### What you have to do
Check each line of the material below for "branch" and copy those where it appears.

### Records for the exercise
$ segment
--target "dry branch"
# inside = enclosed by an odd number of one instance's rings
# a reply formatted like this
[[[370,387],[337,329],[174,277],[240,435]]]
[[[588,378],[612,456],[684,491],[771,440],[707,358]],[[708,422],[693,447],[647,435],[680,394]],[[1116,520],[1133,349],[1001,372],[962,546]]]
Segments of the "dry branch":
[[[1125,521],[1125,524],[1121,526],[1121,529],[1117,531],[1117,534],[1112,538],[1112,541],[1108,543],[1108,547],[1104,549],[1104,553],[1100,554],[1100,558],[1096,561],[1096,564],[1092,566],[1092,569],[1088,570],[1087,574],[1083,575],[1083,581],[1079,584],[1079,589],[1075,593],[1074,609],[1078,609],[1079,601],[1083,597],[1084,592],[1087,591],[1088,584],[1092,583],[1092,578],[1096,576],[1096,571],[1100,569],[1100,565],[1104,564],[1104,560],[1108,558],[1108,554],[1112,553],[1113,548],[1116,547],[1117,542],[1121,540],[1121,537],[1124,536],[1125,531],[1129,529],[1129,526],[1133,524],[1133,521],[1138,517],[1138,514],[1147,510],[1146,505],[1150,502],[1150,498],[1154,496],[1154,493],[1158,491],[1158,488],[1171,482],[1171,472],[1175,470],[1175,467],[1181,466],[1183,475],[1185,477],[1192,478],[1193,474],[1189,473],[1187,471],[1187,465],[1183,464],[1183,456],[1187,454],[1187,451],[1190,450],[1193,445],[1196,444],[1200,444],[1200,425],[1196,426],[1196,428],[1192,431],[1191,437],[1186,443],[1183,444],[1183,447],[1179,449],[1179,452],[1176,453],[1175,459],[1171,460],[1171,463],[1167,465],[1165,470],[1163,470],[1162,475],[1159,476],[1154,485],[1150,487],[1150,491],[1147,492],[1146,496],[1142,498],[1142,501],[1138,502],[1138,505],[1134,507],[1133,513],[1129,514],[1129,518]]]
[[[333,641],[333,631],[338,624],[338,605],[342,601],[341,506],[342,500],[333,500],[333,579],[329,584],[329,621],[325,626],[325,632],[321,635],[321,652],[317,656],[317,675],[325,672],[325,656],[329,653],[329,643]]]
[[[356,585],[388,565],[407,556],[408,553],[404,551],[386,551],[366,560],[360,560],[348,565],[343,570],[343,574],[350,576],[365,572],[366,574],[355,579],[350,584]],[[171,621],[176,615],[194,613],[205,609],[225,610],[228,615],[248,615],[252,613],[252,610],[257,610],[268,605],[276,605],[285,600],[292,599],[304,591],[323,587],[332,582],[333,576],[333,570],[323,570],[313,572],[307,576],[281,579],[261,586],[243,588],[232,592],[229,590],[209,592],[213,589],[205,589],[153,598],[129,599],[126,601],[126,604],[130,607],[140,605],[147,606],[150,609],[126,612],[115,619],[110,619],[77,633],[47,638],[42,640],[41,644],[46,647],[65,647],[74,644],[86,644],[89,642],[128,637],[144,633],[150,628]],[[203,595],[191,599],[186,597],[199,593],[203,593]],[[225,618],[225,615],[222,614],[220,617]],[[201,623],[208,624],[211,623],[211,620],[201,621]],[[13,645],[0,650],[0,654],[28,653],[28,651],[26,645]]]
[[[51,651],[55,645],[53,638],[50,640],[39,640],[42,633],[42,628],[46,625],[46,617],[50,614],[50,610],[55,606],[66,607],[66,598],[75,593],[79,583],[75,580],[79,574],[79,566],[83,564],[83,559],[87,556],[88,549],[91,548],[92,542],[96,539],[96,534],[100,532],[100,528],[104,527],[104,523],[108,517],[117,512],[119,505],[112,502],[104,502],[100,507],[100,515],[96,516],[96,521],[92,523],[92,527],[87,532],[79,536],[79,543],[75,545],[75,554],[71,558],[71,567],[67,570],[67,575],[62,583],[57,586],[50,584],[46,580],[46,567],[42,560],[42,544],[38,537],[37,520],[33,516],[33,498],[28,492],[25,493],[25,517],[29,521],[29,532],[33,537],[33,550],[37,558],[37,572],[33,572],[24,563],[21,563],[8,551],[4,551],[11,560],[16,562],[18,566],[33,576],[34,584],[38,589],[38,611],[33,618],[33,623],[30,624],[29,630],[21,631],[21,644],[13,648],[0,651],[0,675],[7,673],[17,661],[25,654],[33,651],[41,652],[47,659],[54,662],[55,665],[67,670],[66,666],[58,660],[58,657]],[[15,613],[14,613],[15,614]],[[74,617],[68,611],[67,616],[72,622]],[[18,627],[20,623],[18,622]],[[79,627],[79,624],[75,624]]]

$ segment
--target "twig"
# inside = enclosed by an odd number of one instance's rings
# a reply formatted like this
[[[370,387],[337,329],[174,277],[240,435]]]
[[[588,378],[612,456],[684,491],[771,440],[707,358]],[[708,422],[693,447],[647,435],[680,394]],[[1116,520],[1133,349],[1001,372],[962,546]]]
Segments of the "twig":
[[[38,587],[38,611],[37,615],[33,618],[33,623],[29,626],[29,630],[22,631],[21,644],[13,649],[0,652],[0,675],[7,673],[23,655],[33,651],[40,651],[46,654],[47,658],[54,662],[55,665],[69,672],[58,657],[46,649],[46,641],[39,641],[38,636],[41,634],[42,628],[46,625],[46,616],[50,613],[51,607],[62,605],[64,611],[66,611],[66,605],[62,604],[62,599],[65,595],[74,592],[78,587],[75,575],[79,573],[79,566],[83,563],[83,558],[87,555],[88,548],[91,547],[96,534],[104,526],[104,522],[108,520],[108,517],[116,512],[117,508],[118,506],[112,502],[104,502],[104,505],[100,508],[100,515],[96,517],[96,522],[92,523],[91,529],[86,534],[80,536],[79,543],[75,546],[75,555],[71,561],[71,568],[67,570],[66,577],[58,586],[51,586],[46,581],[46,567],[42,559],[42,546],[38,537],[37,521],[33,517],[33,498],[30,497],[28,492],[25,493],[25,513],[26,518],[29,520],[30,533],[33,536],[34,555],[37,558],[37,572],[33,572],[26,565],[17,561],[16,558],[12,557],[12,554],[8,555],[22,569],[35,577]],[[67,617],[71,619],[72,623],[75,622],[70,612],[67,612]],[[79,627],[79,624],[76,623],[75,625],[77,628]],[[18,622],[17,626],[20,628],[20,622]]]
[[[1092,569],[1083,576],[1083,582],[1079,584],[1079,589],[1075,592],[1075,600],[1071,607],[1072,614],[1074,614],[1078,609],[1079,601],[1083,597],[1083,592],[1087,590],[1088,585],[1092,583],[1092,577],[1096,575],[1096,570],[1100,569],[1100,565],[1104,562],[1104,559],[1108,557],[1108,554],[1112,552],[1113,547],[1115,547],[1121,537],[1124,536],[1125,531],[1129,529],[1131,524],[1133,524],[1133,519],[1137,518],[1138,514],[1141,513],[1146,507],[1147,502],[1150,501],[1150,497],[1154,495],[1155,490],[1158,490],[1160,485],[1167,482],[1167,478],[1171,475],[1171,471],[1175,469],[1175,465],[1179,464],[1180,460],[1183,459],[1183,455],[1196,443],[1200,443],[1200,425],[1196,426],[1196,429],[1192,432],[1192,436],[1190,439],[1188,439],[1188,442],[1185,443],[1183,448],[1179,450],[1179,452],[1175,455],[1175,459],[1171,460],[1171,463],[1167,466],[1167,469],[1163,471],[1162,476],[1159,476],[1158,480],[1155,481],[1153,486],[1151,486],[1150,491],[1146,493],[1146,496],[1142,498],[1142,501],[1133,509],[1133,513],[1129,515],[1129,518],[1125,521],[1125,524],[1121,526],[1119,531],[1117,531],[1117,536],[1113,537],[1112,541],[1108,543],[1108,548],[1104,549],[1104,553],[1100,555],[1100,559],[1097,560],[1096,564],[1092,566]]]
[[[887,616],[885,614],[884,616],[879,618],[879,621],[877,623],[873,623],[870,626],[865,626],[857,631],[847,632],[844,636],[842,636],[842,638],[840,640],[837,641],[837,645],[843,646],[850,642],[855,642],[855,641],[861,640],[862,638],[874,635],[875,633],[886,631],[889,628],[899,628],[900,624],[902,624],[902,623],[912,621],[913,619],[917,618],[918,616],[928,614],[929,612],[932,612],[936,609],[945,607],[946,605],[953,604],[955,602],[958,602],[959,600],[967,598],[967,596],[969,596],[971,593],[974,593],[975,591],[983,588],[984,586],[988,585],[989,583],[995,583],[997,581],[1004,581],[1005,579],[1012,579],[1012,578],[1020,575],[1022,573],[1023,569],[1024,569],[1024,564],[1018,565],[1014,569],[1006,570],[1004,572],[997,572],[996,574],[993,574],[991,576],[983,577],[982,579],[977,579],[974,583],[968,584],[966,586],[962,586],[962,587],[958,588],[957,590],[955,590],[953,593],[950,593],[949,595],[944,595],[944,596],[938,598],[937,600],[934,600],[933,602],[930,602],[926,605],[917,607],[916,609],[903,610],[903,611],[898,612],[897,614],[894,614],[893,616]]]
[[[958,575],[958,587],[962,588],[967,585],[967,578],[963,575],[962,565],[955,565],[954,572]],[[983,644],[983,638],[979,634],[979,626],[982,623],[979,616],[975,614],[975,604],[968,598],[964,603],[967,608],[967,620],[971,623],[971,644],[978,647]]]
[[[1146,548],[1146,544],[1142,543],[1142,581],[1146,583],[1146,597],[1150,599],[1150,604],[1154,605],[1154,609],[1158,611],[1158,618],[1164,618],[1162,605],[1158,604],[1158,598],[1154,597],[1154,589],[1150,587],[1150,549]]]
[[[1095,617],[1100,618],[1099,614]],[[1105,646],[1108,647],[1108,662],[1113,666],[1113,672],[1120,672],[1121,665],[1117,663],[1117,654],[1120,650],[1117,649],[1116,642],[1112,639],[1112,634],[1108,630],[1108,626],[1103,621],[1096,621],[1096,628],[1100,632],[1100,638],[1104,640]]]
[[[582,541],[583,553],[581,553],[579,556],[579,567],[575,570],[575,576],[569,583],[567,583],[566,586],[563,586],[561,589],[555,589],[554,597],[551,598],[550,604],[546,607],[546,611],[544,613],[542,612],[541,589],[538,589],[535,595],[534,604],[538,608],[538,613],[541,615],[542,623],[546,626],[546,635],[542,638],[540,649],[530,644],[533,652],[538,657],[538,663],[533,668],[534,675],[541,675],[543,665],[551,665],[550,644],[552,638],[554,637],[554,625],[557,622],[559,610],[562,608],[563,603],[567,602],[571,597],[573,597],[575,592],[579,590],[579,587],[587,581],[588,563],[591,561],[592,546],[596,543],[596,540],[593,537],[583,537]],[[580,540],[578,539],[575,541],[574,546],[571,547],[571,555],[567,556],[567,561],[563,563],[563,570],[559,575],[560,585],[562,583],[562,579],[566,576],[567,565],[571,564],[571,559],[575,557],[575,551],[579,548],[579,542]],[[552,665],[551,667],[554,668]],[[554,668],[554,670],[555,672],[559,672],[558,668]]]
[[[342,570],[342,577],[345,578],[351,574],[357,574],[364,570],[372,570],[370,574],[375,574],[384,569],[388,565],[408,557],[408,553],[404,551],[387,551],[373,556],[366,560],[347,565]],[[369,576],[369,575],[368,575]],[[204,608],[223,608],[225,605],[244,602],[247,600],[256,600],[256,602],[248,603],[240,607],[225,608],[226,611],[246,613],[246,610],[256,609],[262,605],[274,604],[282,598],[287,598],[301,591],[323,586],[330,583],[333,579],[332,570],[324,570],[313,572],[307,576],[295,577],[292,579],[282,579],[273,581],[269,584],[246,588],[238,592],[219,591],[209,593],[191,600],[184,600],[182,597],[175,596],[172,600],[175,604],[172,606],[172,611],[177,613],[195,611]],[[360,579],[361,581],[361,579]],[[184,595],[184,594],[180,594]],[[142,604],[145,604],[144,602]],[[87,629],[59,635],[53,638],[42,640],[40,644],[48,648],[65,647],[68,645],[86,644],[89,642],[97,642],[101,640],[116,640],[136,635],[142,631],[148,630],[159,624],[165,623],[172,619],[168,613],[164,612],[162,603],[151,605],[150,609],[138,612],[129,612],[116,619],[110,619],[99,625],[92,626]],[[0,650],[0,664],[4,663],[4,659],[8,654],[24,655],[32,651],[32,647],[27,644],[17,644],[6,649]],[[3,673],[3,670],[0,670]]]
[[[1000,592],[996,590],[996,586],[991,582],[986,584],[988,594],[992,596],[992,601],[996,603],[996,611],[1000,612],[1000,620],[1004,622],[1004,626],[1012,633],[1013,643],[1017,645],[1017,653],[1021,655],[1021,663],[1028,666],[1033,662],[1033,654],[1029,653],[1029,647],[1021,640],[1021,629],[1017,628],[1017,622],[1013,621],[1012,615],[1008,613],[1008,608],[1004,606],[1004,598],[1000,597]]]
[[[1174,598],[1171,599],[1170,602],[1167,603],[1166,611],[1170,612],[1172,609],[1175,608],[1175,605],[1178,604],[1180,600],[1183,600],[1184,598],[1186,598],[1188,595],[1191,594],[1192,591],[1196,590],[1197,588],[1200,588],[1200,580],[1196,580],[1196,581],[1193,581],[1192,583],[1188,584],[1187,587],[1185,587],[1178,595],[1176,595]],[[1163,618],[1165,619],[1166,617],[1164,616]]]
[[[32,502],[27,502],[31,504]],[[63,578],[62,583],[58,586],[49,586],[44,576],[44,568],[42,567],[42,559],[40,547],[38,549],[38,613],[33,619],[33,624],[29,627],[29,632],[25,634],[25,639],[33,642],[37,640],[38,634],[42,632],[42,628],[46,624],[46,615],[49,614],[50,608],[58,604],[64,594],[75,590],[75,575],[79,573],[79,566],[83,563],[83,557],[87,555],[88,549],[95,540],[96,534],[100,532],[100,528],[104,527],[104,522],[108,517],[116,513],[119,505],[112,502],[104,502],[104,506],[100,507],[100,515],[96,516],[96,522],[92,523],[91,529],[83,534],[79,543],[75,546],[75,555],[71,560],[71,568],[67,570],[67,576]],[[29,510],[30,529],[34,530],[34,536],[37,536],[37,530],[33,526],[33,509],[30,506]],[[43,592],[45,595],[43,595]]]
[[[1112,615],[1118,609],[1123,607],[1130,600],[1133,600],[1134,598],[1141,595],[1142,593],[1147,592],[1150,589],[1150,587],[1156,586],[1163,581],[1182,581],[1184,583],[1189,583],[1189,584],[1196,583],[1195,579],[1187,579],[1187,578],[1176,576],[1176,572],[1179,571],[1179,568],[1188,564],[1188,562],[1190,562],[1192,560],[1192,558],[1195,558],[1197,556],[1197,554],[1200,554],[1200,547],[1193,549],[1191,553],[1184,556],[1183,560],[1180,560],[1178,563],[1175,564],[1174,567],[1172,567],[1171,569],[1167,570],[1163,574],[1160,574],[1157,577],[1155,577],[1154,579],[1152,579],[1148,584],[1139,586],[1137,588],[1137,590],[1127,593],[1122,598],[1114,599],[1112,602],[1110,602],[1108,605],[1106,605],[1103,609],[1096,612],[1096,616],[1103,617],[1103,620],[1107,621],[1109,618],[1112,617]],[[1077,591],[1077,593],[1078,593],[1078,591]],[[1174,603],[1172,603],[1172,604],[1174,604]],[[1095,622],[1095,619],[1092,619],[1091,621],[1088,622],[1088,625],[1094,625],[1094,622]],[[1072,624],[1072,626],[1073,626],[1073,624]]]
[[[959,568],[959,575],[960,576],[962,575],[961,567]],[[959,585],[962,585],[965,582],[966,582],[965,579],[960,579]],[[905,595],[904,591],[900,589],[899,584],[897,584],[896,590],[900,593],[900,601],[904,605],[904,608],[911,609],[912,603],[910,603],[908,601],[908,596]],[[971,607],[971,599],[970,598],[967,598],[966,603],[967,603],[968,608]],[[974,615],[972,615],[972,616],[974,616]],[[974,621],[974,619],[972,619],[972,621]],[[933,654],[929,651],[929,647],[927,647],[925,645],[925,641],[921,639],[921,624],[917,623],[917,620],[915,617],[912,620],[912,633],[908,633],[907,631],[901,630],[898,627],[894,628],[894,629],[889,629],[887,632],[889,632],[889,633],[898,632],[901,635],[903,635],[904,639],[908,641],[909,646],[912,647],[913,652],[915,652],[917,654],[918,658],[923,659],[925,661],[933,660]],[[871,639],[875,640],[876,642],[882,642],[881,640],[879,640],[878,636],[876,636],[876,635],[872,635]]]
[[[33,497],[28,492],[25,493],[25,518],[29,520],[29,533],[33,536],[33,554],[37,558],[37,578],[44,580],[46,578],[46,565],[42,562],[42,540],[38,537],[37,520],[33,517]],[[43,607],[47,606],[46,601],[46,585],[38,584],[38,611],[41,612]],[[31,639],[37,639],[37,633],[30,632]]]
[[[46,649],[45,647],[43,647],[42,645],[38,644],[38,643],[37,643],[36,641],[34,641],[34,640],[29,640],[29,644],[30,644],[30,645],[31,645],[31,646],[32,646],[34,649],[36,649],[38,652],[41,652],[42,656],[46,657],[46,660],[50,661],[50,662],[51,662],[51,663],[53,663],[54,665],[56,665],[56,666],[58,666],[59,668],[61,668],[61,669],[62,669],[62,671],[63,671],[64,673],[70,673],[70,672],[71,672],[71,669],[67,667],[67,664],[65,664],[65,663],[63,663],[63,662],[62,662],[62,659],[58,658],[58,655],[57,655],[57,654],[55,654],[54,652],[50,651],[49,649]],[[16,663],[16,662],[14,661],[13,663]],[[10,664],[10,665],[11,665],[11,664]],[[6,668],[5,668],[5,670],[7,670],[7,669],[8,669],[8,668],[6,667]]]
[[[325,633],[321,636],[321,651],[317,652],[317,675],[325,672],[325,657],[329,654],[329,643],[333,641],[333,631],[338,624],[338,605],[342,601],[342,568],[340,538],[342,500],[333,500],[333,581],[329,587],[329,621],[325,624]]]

### Answer space
--target "dry branch"
Segments of the "dry branch":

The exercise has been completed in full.